### To be done:
The line containing "Pass-network tagging: label the beard" and every line after it, through the last, are to be extracted exactly; no other lines belong in the answer.

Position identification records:
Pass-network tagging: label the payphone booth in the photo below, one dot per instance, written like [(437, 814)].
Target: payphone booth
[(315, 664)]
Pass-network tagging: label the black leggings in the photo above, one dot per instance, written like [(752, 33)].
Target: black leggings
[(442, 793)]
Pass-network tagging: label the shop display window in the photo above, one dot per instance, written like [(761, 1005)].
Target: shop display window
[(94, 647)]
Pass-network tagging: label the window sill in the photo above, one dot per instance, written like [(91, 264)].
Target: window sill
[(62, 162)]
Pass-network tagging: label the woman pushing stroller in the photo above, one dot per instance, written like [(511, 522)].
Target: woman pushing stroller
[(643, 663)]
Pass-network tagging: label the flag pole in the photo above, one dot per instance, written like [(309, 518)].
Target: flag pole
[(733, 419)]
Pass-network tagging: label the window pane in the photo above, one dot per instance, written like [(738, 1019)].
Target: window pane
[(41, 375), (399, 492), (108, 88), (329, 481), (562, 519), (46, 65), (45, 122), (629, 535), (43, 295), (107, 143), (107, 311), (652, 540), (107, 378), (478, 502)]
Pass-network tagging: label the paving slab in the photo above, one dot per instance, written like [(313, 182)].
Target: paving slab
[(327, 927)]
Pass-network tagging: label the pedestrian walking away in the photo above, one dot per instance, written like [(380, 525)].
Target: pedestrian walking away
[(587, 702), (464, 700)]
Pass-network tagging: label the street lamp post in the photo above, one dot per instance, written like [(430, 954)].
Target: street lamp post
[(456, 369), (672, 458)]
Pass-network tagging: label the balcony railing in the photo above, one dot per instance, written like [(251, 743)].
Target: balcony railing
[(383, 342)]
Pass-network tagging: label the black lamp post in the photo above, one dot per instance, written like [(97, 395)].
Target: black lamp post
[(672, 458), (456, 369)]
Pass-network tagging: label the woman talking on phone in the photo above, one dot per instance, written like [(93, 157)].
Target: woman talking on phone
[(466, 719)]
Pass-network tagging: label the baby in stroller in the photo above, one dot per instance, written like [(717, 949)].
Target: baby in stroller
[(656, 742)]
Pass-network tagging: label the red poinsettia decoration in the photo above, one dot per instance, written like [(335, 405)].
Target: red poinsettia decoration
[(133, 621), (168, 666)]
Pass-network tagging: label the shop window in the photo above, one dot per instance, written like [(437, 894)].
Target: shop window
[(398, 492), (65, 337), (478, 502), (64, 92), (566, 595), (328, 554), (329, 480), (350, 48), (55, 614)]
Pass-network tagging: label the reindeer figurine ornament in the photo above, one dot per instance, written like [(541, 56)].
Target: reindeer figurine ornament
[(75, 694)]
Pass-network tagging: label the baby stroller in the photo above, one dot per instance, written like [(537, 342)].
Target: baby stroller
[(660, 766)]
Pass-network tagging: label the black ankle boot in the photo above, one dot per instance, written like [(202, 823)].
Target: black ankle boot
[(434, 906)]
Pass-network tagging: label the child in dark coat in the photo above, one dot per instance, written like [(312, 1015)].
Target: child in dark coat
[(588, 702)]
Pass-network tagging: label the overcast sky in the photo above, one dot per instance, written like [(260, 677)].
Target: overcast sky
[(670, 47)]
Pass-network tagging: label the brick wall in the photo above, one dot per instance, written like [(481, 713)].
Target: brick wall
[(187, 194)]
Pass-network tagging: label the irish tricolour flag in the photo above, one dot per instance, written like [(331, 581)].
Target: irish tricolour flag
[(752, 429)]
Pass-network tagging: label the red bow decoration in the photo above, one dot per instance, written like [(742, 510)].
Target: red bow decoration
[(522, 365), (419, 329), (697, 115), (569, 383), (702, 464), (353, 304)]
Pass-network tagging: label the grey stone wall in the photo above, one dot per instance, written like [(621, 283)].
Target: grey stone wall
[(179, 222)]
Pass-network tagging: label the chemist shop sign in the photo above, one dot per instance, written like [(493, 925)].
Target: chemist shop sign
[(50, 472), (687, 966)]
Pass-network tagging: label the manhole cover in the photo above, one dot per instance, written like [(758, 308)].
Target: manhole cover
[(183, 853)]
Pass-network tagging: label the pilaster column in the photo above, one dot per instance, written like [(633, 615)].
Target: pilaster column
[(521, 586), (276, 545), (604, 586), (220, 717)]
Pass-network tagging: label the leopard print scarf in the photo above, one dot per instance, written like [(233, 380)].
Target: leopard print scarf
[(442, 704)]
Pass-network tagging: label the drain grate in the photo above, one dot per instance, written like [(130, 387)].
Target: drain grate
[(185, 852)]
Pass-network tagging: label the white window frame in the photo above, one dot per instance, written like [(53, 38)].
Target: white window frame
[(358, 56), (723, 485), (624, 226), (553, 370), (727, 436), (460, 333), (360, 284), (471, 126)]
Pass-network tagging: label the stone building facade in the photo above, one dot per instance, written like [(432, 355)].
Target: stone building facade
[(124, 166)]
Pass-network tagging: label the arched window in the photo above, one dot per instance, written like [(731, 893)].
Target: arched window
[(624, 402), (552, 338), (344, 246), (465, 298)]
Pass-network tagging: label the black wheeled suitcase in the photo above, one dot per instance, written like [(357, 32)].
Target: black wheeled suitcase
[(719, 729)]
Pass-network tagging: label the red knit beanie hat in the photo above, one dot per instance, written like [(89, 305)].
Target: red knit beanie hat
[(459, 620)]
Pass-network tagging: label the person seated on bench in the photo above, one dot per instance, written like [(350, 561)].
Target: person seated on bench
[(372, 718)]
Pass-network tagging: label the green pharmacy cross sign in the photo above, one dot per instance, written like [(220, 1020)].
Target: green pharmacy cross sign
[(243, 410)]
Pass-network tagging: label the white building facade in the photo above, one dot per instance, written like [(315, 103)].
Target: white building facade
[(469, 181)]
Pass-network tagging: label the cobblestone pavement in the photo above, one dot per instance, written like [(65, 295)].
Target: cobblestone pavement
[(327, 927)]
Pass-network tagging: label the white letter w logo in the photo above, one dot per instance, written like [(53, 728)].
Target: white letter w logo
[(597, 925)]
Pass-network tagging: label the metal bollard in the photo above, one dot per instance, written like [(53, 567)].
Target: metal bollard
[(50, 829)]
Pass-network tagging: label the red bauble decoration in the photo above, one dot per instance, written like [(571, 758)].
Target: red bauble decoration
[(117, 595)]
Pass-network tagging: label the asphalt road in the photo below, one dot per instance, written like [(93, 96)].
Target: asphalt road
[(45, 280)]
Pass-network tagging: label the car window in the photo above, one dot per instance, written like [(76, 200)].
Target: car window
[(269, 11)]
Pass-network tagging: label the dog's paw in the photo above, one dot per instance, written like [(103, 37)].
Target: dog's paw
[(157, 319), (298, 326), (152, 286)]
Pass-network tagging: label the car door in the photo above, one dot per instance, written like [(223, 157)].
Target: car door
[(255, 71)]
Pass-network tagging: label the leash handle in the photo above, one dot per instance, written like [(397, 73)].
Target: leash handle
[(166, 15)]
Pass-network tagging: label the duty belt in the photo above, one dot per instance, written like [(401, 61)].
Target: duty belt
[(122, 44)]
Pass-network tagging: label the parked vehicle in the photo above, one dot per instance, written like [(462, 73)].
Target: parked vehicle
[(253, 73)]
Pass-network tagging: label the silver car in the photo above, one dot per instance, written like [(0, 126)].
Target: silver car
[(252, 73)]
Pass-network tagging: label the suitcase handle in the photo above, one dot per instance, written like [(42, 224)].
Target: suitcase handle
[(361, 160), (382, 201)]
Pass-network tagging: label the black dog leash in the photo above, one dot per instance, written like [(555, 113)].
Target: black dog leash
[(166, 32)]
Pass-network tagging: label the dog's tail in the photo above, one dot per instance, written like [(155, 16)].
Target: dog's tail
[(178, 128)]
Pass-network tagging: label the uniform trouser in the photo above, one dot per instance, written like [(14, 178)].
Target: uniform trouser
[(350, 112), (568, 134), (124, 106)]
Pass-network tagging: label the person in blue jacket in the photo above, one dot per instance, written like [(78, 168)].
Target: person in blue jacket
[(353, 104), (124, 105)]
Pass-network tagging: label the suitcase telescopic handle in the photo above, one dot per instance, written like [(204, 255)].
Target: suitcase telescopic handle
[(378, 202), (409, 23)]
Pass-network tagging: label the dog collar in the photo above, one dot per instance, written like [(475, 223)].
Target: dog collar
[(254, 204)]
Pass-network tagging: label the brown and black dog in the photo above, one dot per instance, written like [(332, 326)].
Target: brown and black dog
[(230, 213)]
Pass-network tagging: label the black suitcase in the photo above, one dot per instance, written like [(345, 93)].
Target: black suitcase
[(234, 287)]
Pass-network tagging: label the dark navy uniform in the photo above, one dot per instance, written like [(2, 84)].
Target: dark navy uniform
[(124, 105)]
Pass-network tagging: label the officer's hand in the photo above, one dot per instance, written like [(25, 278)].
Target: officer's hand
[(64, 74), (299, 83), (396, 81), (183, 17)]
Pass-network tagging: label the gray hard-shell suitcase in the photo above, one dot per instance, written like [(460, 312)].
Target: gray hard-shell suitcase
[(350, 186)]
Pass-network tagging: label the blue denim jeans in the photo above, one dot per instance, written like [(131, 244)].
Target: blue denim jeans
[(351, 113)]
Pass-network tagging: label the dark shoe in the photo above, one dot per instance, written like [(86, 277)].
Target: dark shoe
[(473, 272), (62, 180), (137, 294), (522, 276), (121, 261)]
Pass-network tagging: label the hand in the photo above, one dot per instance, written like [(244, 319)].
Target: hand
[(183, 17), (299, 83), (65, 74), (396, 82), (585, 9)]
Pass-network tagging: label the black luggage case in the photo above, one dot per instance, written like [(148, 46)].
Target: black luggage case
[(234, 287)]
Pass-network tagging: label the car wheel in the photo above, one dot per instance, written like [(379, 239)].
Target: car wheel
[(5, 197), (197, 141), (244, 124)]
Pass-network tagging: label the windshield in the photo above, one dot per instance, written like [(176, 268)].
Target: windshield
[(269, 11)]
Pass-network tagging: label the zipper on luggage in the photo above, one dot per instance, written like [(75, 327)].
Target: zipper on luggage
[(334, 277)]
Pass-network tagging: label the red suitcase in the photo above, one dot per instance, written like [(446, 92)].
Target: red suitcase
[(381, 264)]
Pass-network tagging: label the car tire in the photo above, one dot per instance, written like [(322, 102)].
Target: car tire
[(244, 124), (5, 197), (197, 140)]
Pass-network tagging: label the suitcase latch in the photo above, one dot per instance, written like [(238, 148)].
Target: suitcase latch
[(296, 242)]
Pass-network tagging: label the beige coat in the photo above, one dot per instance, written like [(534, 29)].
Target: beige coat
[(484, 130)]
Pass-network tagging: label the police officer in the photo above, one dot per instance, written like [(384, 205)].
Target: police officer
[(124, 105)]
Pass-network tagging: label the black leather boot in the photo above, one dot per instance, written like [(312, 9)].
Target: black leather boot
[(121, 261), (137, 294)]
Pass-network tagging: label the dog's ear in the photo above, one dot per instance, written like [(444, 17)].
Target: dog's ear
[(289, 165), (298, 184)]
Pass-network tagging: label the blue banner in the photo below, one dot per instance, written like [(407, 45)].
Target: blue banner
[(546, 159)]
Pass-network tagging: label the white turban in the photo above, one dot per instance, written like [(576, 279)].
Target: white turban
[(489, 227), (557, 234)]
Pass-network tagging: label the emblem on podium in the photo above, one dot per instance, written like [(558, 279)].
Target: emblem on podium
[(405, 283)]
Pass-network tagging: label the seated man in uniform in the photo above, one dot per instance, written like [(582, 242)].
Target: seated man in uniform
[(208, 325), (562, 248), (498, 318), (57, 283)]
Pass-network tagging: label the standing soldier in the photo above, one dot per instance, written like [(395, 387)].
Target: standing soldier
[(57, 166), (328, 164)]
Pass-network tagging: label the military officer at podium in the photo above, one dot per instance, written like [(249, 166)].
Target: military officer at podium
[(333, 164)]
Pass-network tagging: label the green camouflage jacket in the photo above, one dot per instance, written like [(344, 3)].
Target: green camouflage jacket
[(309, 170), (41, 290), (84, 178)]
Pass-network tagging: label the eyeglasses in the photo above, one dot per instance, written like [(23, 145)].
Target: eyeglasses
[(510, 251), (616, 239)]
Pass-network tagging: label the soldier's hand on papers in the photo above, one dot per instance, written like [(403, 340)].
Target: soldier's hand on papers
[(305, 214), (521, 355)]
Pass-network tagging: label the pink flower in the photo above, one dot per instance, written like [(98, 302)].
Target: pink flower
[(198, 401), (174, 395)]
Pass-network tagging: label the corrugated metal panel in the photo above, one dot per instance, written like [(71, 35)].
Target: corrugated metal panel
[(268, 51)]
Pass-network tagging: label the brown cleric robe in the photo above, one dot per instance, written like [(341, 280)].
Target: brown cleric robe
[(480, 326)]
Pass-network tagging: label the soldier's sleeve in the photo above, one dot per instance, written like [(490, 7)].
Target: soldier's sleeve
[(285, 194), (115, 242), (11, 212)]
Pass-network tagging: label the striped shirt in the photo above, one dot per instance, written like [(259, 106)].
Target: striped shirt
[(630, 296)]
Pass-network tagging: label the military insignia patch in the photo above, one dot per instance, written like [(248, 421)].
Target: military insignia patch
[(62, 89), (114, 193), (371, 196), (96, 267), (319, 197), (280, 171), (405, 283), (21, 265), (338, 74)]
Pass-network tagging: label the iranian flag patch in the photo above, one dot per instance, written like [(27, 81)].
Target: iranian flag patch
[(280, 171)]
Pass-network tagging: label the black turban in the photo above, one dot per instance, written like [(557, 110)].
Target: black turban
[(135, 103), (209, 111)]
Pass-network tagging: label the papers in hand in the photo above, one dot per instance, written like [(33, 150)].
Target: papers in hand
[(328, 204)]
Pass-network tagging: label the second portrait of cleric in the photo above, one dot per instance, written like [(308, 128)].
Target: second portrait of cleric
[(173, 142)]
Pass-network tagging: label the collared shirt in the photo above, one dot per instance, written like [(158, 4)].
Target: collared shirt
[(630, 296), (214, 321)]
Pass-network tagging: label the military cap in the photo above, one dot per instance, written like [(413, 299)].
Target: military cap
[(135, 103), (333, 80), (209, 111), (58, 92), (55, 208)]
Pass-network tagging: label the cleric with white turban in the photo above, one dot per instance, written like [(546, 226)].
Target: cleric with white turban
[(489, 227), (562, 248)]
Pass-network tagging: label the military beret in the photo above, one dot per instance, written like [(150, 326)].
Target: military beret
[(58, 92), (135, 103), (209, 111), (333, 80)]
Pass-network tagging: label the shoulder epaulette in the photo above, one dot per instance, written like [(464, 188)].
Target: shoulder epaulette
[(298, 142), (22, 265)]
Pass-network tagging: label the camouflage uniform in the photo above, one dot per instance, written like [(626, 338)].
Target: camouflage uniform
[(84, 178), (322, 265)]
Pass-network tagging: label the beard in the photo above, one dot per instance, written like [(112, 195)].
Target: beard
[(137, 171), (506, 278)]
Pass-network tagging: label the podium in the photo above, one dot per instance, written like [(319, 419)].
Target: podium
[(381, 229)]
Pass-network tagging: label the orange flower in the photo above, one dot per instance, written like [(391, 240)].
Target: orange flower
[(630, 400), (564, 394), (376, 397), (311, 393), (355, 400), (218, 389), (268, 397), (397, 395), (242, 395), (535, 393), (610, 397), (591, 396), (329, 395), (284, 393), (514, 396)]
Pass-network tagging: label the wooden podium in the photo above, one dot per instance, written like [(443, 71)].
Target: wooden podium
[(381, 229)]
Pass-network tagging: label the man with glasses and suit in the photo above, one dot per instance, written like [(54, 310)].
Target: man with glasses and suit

### Answer for the task:
Pass-network tagging: label the beard in the photo above, one dot per instance, written like [(112, 195)].
Target: beard
[(137, 171), (506, 278)]
Pass-network tagging: label the podium in the photo above, one dot per instance, written like [(319, 419)].
Target: podium
[(381, 229)]
Pass-network tagging: label the orange flower in the photo above, one dot per instance, written like [(391, 240)].
Target: orange flower
[(630, 400), (564, 394), (376, 397), (311, 393), (355, 400), (218, 389), (268, 397), (397, 395), (242, 395), (535, 393), (610, 397), (591, 396), (329, 395), (284, 393), (514, 396)]
Pass-network tagging: label the wooden podium in the photo above, one dot per instance, written like [(443, 71)].
Target: wooden podium
[(381, 229)]
Pass-network tagging: label the man with glasses and suit in the photo above, one dot per instance, written like [(54, 310)].
Target: man with glasses and suit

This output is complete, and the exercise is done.